Instructions for the task
Lines before the one containing "Target: downspout" are to be left out; that line and every line after it, through the last line below, are to be reproduced exactly.
Content starts
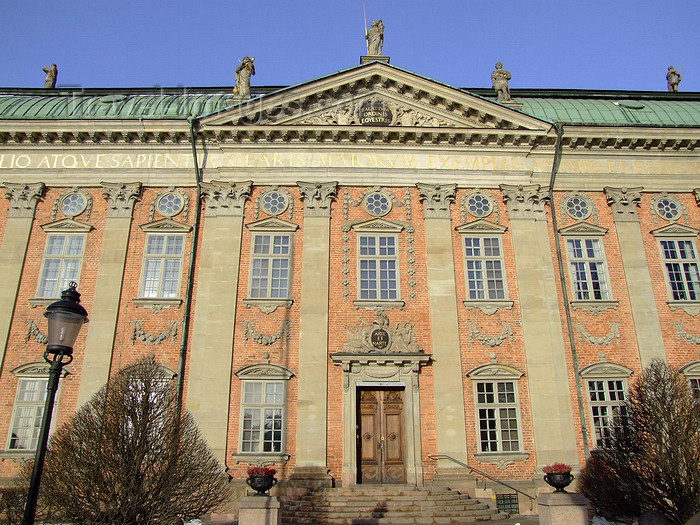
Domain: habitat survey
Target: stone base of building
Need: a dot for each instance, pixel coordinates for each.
(563, 508)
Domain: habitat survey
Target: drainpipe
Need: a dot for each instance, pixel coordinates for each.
(565, 294)
(190, 274)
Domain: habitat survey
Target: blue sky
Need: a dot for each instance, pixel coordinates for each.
(599, 44)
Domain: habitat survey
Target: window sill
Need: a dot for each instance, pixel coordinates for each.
(594, 306)
(156, 304)
(265, 457)
(42, 301)
(689, 307)
(372, 304)
(267, 305)
(501, 459)
(487, 306)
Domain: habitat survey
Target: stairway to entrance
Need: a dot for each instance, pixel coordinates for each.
(386, 505)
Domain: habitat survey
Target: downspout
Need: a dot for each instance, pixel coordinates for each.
(565, 295)
(190, 273)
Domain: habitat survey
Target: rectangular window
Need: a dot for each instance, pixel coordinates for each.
(269, 266)
(606, 398)
(497, 410)
(161, 265)
(28, 412)
(483, 263)
(262, 429)
(63, 255)
(681, 263)
(588, 271)
(378, 264)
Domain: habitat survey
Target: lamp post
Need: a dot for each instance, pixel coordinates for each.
(65, 317)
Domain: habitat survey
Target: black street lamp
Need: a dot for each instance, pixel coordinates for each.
(65, 317)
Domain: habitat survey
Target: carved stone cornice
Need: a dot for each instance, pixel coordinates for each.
(23, 198)
(317, 197)
(525, 201)
(120, 197)
(436, 199)
(225, 198)
(624, 202)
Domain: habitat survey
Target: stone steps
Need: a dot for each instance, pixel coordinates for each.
(386, 505)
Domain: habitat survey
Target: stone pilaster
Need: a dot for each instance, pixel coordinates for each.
(548, 377)
(450, 425)
(647, 327)
(104, 313)
(214, 322)
(311, 469)
(13, 250)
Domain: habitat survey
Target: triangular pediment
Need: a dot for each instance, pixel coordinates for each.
(66, 225)
(481, 226)
(675, 230)
(583, 229)
(167, 225)
(375, 95)
(272, 224)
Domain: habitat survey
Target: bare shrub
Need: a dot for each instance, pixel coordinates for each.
(652, 459)
(126, 457)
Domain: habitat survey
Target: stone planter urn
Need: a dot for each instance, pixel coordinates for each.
(558, 476)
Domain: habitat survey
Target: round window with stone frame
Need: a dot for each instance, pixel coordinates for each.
(578, 207)
(377, 203)
(668, 208)
(274, 202)
(479, 205)
(73, 204)
(170, 204)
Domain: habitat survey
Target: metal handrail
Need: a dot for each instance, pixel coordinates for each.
(473, 469)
Content ends
Solution below
Target: downspout
Need: a dot for each instance, pixel coordinates for each.
(565, 295)
(190, 273)
Domain: habitat survey
Target: rectangular window
Need: a dot for each instance, pixel coordinates for each.
(269, 266)
(606, 398)
(497, 410)
(161, 265)
(28, 412)
(483, 263)
(262, 429)
(63, 255)
(681, 263)
(588, 271)
(378, 264)
Domain: habitat survey
Target: lamp post
Need: a dot for each instance, pixel coordinates for each.
(65, 317)
Domain: habitat survey
Target: black street lamp
Need: a dot for each instance, pixel coordinates for each.
(65, 317)
Domain: habitat survey
Target: carved stone cornice
Need: a dot for each instance, pixel coordinates for each.
(23, 198)
(317, 197)
(525, 201)
(120, 197)
(436, 199)
(225, 198)
(624, 202)
Domain: habitat survey
Target: stone steps
Need: a dot for each instance, pixel coordinates for each.
(386, 505)
Domain: habitat survey
Target: stone pilaster
Need: a dot for each instance, pixel coordinates for each.
(548, 377)
(450, 425)
(647, 327)
(104, 313)
(214, 322)
(311, 469)
(13, 250)
Domain: habitat survey
Target: triangular pediment
Need: a dot for each instance, pixel coordinates for each.
(66, 225)
(481, 226)
(675, 230)
(583, 229)
(167, 225)
(375, 95)
(272, 224)
Domain: habitat survey
Target: bare shrub
Need: a dot for each instance, pixel coordinates for each.
(652, 459)
(126, 457)
Domain: habitat survey
Target: stone planter urn
Need: a dot for each instance, pixel coordinates for each.
(558, 476)
Domain: habitat survey
Target: round window with stone frame
Need: a dot for each instance, pixel coordinates for each.
(578, 207)
(377, 203)
(668, 208)
(274, 202)
(479, 205)
(73, 204)
(170, 204)
Domain: habitat survey
Target: metal handrail
Need: a dot for each instance, pixel coordinates for each.
(473, 469)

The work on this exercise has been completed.